Aber das kann ja nicht ganz Sinn der Sache sein, oder?!
Wozu hab ich dann ein plugin??
ich hab auch schon ausprobiert, den Source der .java durch den Source der gewünschten .r<XX> zu ersetzen und dann neu einchecken; aber auch dabei bekomm ich einen Fehler.
Hilfe!
ich will einfach eine andere Version meines Projektes haben!!

lg, guni


----------



## guni (29. Apr 2009)

@Marco.

es muss doch irgendeine Möglichkeit geben zu sagen:
"Verwende Alles das zwischen der Revisionsnummer XX angezeigt wird, oder?"

Wozu gibt es sonst den Button "Switch to revision"?!


----------



## maki (29. Apr 2009)

Im zweifelsfall nutzt man auch nicht das Switch, kann nämlich unvorhergesehene Ergebnisse produzieren wenn mitten drinn abgebrochen wird.

Würde den Branch/die Rev.. die du willst einfach als neues Projekt auschecken.



> keine Ahnung. Ich verwende Subversion seit ein paar Tagen und kenn mich noch nicht wirklich aus ...


Solltest dich unbedingt erst mit Subverison auseinandersetzen und grundlegende Dinge wie Branching, Merging, Tagging, was macht man wenn man einen commit rückgängig machen will etc. pp. üben, denn so etwas bei einem richtigen Projekt zu üben kann ganz schnell schief gehen.
Das ist alles übrigens sehr einfach mit Subversion.


----------



## guni (29. Apr 2009)

... wie gesagt: in meinem Fall ist weder Branching noch Merging oder Tagging relevant.
Soweit hab ich mich schon damit auseinandergesetzt, dass mir das ein Begriff ist. (vielleicht hätte ich mein Projekt irgendwann zwischendurch mal taggen sollen)
Ich wollte einfach nur auf einen anderen Versionsstand meines Projektes gehen.

→ **Rohdaten**
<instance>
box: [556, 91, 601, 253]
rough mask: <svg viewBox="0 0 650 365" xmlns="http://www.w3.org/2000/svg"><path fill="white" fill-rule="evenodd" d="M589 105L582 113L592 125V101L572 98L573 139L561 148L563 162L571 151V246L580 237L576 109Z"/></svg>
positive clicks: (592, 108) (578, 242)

→ **Arbeitsauftrag 1**
Was rät maki im Textauszug, statt den Switch zu nutzen, um an die gewünschte Revision zu kommen?
→ **Arbeitsauftrag 2**
Entnimm dem Textauszug wortgetreu die Stelle zwischen „Würde den Branch/die“ und „schnell schief gehen.“, beide eingeschlossen.

→ **Musterlösung 1**
Den gewünschten Branch bzw. die gewünschte Revision einfach als neues Projekt auschecken.

→ **Musterlösung 2**
Würde den Branch/die Rev.. die du willst einfach als neues Projekt auschecken.



> keine Ahnung. Ich verwende Subversion seit ein paar Tagen und kenn mich noch nicht wirklich aus ...


Solltest dich unbedingt erst mit Subverison auseinandersetzen und grundlegende Dinge wie Branching, Merging, Tagging, was macht man wenn man einen commit rückgängig machen will etc. pp. üben, denn so etwas bei einem richtigen Projekt zu üben kann ganz schnell schief gehen.